Stored data entries
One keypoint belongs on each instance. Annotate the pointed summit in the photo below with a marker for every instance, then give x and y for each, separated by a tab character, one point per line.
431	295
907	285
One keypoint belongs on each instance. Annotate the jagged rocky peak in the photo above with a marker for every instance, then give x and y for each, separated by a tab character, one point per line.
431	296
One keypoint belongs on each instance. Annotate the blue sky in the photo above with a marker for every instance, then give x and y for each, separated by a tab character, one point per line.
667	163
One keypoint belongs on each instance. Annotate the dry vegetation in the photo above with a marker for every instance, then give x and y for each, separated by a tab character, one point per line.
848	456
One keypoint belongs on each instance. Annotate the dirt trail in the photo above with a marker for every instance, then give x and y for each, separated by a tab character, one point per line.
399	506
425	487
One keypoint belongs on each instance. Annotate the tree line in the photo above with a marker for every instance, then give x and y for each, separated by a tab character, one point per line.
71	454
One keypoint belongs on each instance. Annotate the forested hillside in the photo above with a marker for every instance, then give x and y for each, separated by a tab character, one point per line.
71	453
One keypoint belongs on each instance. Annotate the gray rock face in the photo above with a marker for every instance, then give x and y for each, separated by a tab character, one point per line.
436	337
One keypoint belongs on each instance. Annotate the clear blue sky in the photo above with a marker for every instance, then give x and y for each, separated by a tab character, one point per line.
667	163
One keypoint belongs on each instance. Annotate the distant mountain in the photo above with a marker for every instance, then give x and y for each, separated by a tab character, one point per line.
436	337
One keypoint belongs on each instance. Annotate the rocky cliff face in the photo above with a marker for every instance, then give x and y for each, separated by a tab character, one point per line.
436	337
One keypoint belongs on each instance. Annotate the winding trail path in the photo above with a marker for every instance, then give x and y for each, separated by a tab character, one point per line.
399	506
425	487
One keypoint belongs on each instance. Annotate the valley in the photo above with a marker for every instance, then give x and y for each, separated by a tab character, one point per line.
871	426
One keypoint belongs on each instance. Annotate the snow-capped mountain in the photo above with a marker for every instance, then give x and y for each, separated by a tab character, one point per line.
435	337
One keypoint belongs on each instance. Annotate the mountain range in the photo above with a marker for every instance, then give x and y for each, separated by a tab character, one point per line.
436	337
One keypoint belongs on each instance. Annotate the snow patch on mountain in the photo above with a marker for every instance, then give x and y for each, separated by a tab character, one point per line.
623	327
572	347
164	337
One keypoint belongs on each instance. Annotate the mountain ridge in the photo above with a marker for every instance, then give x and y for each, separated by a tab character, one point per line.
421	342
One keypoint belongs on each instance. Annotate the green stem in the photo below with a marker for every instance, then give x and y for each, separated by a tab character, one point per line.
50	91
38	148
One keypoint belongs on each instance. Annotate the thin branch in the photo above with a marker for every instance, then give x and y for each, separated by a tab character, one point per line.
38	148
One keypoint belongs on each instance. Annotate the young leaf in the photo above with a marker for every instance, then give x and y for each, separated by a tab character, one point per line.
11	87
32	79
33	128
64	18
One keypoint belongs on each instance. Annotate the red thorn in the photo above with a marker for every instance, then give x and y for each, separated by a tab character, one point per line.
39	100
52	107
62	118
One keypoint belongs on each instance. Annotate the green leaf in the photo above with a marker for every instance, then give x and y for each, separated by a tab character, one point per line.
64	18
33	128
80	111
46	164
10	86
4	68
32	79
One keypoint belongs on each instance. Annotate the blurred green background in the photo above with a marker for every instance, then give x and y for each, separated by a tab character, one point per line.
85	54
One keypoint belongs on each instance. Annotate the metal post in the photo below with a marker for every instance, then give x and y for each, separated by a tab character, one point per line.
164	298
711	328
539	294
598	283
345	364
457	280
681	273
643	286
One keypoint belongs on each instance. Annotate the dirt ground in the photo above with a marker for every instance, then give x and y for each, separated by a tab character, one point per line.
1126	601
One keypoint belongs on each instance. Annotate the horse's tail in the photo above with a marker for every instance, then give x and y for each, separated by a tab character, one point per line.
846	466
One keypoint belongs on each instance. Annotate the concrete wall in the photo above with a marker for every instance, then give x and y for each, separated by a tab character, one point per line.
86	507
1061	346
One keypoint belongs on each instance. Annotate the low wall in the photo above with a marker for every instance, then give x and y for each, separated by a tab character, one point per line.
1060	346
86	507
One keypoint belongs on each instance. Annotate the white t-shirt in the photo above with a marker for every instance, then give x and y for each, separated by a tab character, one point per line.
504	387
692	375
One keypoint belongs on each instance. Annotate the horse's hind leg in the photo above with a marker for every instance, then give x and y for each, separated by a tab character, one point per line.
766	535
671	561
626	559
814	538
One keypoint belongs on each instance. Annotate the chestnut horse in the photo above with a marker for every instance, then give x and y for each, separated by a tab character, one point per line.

WHAT IS EXPECTED.
Write out every entry again exactly, please, with nothing missing.

YOUR SOLUTION.
One keypoint belongs on each instance. Annotate the pointed summit in the photo below with a marker for every instance, then give x and y for each, separated by a tab character, one point per line.
431	295
907	285
One keypoint belongs on each instance. Annotate the jagged rocky peak in the photo above with a marker for every instance, then give x and y for each, separated by a tab character, one point per line.
431	296
One keypoint belongs on each instance. Annotate the blue sky in the photo above with a marker for every instance, then give x and y for each, separated by a tab character, one point per line.
667	163
One keypoint belongs on each instance. Annotate the dry vegetation in the photo above with a marker for every instance, then give x and y for each, separated by a tab character, one point per line.
848	456
One keypoint belongs on each instance. Annotate the dirt trail in the photo above with a marker for every instance, then give x and y for each, separated by a tab character, one point per line.
399	506
425	487
One keypoint belongs on each instance. Annotate the tree line in the photo above with a marker for every instance, then give x and y for each, separated by a tab character, one point per line.
71	454
One keypoint belongs on each instance. Annotate the forested hillside in the photo above with a marker for every instance, then give x and y for each, separated by a tab character, one point per line.
71	453
One keypoint belongs on each instance. Annotate the gray rock face in the photo above with a marker for every instance, then give x and y for each, separated by a tab character, one point per line.
436	337
One keypoint belongs on each instance. Annotate the clear blue sky in the photo above with a marker for every instance, then give x and y for each, separated by a tab character, one point per line.
667	163
One keypoint belongs on each instance. Annotate the distant mountain in the photo above with a marker for every instance, then give x and y for each, separated by a tab character, one point per line.
436	337
One keypoint belongs on each instance. Annotate the rocky cliff face in the photo above with a marker for every instance, then give x and y for each, separated by a tab character, one point per line.
436	337
One keypoint belongs on each instance. Annotate the winding trail path in the photo above with a marker for every instance, then give x and y for each, separated by a tab character, one point per line.
399	506
425	487
One keypoint belongs on each instance. Annotate the valley in the photo above with a marker for every instance, then give x and y for each, separated by a tab character, one point per line.
871	426
One keypoint belongs on each instance. Annotate the snow-capped mountain in the photo above with a marker for every instance, then give x and y for each, separated by a tab character, one point per line.
435	337
One keypoint belongs on each instance. Annotate the mountain range in the photo above with a marker for every instance, then give x and y for each, separated by a tab character, one point per line.
436	337
One keypoint belongs on each instance. Annotate the snow patch on mountain in the photo above with a marker for every instance, then give x and y for each, separated by a tab character, one point per line.
623	327
572	347
164	337
One keypoint belongs on each instance. Annotate the mountain ridge in the photo above with a marker for every instance, then give x and y for each, separated by a tab character, one point per line.
421	342
One keypoint belongs on each instance. Annotate the green stem in the photo below with a marker for every instance, then give x and y for each, separated by a tab character, one point per line.
50	91
38	148
One keypoint belongs on each instance. Annotate the thin branch in the photo above with a marker for every instance, then give x and y for each, separated by a tab character, one point per line.
38	148
One keypoint belongs on each instance. Annotate the young leaf in the photo above with a marker for every instance, then give x and y for each, separated by a tab character, one point per line.
11	87
32	79
33	128
64	18
One keypoint belongs on each instance. Annotate the red thorn in the photo above with a marker for every instance, then give x and y for each, separated by a tab character, one point per line.
39	100
52	107
62	118
One keypoint belongs on each instance. Annotate the green leaf in the photo above with a marker for every instance, then give x and y for each, separated by a tab character, one point per line.
64	18
33	128
80	111
46	164
10	86
4	68
32	79
One keypoint belongs on each instance. Annotate the blurred green background in the photo above with a marker for every instance, then give x and y for each, separated by a tab character, one point per line.
85	54
One keypoint belongs on each instance. Annotate the metal post in the photo below with a marker for every instance, then give x and y for each, separated by a tab character, one point per line.
164	298
711	328
539	294
598	283
345	364
457	280
681	273
643	286
One keypoint belongs on each instance. Annotate the dirt ground in the photo above with a marker for every instance, then give x and y for each, separated by a tab character, one point per line.
1126	601
One keypoint belongs on each instance. Annotate the horse's tail in the photo above with a marker for every instance, then give x and y for each, separated by a tab character, one point per line.
846	466
One keypoint belongs on each instance. Annotate the concrete wall in the photo above with a marker for every instance, then give x and y for each, separated by a tab character, one point per line.
86	507
1061	346
One keypoint belongs on each instance. Annotate the low wall in the photo above with a marker for every instance, then give x and y for each, separated by a tab character, one point per line.
1060	346
86	507
One keypoint belongs on each instance. Annotate the white t-shirt in the photo above with a marker for every instance, then give x and y for each, separated by a tab character, one point per line.
504	387
692	375
One keypoint belongs on each instance. Annotate the horse's hind leg in the photo above with a marker for every instance, then give x and y for each, separated by a tab character, one point per line.
766	535
671	561
626	559
814	538
One keypoint belongs on each instance. Annotate the chestnut horse in the photo above with a marker for every instance, then give x and y for each, separated by a tab character, one point per line.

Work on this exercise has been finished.